WHAT IS BEING ASKED
From the interview below, list every full name of a fictional character.

Besides the practical consideration of the line folding, I just wanted to write bigger stories than could be told in 50K words. Even after cutting and revising, my novels are 100K words or more. And I wanted to explore relationships other than romantic ones. There are too many kinds of love in the world to limit myself to just one. For example, my recent work delves into the meaning of love for children, parents, and friends.

MM: Tell us a little about PAPER HEARTS.

DW: Thanks for asking. Paper Hearts is about the oddest of odd couples: a young girl at the beginning of her life and an old man at the end of his. Fifteen-year-old Chancy Deel runs away from Pittsburgh and her abusive mother and finds herself stranded in picture-perfect Wenonah, Oklahoma. Streetwise and vulnerable, Chancy is afraid. Afraid to be alone and of being hurt. Afraid she'll never find the new life she so desperately wants.

Eighty-three-year-old Max Boyle is scared too. And just as desperate. He's lost his beloved wife and is about to be forced out of his home of fifty years by a well-meaning social agency. He has no reason to tough out the rest of his lonely life. Because his chronic heart condition isn't doing the job fast enough to suit him, Max decides to end it all.

Everything changes when Max finds Chancy sleeping in his garage. He believes the girl with the wary heart was sent by his late wife and hatches a plan that might just save them both. One transforming summer teaches these two unlikely friends what we all know in our hearts-that no one is meant to go through life alone.

I have worked with these at-risk populations in a professional capacity. In our city, abandoned or homeless teens can have their own place through an independent living program.. We have a day care program that allows young parents, both girls and boys, with custody of their children, to attend high school. I’ve also dealt extensively with the geriatric population. On both professional and personal levels, I understand how devastating the loss of independence can be. Max Boyle grew out of some statistics I read about how the fastest growing rate of suicide in this country is among men over the age of seventy.

It’s been said that the true test of a society is how it treats its most vulnerable citizens. In PAPER HEARTS, I try to put faces on these voiceless – and often invisible – populations. I hope after readers meet Chancy and Max, they will never look at a grungy teen or grouchy old man in quite the same way again.


DW: Oh, now we’re talking about the book o’ my heart. I first started hearing Pauly Mahoney’s voice twenty years ago. In the conversation with the author pages in the back of the book, I talk about how she visited and revisited me over the years. Well, nagged the heck out of me is more like it. She just wouldn’t shut up until I wrote her story. So I did. When I finished it, I realized I didn’t have it quite right and put it away. I did other things. Wrote those five solo romances, and a historical (as yet unpublished). When I decided to make the do-or-die-trying effort to break into mainstream, an interested agent asked to see something completed.

[Raw records]
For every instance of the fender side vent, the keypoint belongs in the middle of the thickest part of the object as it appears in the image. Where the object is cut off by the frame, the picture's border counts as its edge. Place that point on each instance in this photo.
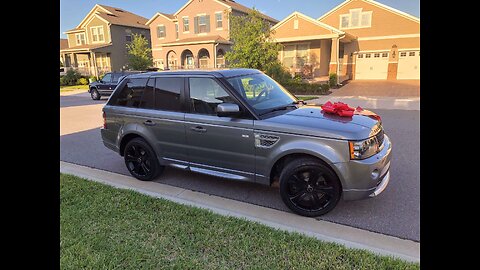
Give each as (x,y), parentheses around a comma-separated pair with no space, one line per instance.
(265,141)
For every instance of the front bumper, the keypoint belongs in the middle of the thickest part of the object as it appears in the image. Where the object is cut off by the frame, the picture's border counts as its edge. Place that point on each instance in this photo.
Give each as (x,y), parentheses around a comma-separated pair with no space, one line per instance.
(357,175)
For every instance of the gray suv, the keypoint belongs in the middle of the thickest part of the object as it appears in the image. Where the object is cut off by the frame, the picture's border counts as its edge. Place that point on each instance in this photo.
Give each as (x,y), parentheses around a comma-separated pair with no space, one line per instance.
(242,125)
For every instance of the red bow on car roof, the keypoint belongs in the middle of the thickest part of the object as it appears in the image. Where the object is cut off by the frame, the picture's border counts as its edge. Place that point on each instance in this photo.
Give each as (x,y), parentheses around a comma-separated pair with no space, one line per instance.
(342,109)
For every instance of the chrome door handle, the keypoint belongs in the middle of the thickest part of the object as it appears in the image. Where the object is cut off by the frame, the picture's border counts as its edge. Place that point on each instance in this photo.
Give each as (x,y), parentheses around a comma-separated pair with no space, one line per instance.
(198,129)
(149,123)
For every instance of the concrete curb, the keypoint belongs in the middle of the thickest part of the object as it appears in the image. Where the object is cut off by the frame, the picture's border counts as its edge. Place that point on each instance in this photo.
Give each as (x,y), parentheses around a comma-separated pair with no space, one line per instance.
(322,230)
(388,103)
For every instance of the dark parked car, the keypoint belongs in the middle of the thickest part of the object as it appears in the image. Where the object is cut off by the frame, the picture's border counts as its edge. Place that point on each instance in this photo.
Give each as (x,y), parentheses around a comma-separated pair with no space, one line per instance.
(242,125)
(107,84)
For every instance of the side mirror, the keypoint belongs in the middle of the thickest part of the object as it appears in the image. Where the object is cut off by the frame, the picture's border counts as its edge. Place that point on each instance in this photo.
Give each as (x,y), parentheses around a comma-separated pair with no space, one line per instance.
(227,109)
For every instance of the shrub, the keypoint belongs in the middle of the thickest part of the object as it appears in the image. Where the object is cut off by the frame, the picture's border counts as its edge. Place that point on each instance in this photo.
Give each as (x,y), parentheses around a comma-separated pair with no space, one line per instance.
(71,77)
(82,81)
(332,79)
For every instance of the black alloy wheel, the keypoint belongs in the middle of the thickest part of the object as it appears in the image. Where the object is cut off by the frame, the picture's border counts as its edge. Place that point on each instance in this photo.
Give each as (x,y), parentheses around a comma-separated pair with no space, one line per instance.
(309,187)
(141,160)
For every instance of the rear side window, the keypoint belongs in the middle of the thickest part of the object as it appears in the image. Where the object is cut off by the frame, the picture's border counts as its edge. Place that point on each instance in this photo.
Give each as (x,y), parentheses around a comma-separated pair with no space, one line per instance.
(167,93)
(131,93)
(148,98)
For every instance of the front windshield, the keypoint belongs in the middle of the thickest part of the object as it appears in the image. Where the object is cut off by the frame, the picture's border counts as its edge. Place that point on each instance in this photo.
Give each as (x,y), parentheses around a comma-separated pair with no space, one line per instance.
(262,92)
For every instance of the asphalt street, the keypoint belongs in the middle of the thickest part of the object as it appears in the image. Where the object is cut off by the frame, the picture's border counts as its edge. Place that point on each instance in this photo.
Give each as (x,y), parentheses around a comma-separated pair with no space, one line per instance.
(395,212)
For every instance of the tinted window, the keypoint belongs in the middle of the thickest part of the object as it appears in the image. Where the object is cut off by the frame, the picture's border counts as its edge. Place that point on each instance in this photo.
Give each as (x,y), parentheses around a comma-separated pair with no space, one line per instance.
(148,99)
(131,93)
(206,94)
(167,94)
(107,77)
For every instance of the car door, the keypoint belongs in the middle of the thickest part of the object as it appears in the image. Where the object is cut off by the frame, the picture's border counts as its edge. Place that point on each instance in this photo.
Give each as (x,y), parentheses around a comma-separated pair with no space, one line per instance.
(224,145)
(161,115)
(104,86)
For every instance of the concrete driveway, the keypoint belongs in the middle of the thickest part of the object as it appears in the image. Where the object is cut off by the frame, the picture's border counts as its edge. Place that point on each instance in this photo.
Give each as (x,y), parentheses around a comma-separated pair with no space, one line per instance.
(395,212)
(374,88)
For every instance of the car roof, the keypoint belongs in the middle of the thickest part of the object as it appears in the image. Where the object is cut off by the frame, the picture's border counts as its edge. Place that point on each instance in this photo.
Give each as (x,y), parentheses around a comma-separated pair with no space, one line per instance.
(226,73)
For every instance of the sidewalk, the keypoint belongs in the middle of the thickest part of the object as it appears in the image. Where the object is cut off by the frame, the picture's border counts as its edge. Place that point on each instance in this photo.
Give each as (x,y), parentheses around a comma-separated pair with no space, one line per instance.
(372,102)
(322,230)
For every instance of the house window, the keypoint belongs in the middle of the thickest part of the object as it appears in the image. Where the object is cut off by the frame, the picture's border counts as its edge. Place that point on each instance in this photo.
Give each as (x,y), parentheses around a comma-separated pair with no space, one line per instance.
(295,56)
(356,18)
(161,33)
(186,26)
(219,20)
(97,34)
(288,55)
(80,38)
(202,24)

EXPECTED ANSWER
Chancy Deel
Max Boyle
Pauly Mahoney